- TASK
Reproduce exactly the lines beginning with the line that contains "Check that each instance of the woman's updo" and ending at the final line of the material below.

- EXTRACTED ENTRIES
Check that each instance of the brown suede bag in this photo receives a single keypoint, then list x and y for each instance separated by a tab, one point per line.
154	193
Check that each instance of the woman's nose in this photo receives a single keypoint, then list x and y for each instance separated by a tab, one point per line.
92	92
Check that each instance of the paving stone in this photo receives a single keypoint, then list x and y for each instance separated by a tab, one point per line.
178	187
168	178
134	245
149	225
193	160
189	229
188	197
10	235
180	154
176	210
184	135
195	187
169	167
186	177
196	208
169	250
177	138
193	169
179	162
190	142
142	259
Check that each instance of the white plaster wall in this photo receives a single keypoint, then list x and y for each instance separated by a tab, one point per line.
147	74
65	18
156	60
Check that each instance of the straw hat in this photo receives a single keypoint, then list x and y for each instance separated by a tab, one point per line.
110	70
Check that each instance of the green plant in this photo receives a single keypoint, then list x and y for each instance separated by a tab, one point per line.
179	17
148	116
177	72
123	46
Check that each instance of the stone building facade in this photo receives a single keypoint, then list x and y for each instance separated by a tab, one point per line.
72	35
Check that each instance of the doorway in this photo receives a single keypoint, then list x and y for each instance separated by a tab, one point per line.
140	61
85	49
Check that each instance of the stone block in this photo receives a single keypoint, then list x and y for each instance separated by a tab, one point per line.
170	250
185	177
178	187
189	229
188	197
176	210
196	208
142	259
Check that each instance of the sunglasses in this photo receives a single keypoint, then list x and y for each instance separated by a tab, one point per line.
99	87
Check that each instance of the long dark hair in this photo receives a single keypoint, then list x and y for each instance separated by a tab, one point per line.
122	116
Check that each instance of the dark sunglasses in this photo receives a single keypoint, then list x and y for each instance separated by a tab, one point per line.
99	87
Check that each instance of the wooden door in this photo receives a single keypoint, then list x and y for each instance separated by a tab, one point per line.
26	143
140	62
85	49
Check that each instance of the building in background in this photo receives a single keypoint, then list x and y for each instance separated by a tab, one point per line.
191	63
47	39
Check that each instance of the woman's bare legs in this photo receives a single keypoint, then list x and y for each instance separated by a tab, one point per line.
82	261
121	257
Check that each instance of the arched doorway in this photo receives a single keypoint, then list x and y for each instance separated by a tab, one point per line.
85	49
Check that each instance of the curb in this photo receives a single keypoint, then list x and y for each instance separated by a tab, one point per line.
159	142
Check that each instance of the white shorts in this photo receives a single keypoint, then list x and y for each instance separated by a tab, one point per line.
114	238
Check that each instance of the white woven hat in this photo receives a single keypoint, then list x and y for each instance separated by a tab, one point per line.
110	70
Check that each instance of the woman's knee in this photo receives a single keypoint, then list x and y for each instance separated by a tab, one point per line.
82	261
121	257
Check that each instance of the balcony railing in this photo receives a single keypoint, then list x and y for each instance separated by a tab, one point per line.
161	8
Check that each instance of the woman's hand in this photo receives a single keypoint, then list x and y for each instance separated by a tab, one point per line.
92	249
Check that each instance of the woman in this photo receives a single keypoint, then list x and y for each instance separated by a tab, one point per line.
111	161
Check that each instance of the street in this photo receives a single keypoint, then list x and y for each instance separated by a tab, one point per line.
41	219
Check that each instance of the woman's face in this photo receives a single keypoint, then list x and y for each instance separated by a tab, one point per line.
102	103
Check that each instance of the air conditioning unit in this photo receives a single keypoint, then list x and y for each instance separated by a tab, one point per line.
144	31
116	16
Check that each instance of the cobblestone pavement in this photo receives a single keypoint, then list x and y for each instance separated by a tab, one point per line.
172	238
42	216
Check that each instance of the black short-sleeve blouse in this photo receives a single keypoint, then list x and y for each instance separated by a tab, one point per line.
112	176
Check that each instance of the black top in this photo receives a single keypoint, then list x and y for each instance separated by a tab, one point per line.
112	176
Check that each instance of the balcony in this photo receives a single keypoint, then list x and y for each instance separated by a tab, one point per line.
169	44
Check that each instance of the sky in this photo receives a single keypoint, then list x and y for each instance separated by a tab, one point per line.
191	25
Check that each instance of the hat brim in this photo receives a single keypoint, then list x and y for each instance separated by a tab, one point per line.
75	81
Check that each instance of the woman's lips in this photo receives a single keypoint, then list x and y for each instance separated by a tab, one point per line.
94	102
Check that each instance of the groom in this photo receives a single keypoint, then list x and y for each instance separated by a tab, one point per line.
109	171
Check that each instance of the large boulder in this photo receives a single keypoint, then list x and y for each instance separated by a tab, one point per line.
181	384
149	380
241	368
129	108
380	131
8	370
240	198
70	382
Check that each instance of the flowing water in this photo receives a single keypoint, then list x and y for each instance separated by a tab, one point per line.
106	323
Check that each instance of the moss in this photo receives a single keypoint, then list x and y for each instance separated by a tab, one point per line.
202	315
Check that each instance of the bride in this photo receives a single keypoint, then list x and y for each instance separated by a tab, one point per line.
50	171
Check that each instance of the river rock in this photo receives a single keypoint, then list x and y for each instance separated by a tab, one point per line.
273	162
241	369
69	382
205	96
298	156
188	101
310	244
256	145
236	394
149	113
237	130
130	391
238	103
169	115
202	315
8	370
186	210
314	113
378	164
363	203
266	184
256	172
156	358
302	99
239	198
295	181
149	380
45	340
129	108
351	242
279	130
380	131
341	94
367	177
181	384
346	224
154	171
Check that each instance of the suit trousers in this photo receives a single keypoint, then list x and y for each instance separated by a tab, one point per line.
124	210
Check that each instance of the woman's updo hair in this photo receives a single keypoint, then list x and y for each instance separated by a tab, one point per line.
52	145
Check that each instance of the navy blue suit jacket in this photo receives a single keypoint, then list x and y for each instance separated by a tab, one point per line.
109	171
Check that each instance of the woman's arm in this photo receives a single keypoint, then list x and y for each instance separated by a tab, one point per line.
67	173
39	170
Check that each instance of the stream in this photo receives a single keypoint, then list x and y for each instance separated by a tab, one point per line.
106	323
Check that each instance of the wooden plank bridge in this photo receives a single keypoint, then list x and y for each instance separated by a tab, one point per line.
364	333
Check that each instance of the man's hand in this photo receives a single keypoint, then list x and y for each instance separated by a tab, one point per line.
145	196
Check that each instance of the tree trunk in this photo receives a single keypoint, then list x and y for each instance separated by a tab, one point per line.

- RESULT OF THE EXERCISE
Check that each instance of the woman's updo hair in this photo receives a single keypoint, then list x and y for each instance separated by a tab, one point per line.
52	145
Check that each instance of the navy blue suit jacket in this photo receives a single keypoint, then list x and y for each instance separated by a tab, one point per line.
109	171
Check that each instance of the woman's arm in this photo receives a single keypoint, then list x and y for each instance separated by a tab, one point per line.
67	173
39	170
Check that each instance of the stream in this photo receives a single keypoint, then list x and y for each instance separated by a tab, one point per line.
106	323
Check that each instance of the wooden plank bridge in this photo receives a single keypoint, then list x and y for each instance separated by a tab, one point per line.
364	333
Check that each instance of the man's hand in this photo receives a single keypoint, then list x and y for each instance separated by a tab, one point per line.
145	196
Check that each instance of the tree trunk in this photo receives a single keypoint, then list x and y for each instance separated by a tab, one point per line.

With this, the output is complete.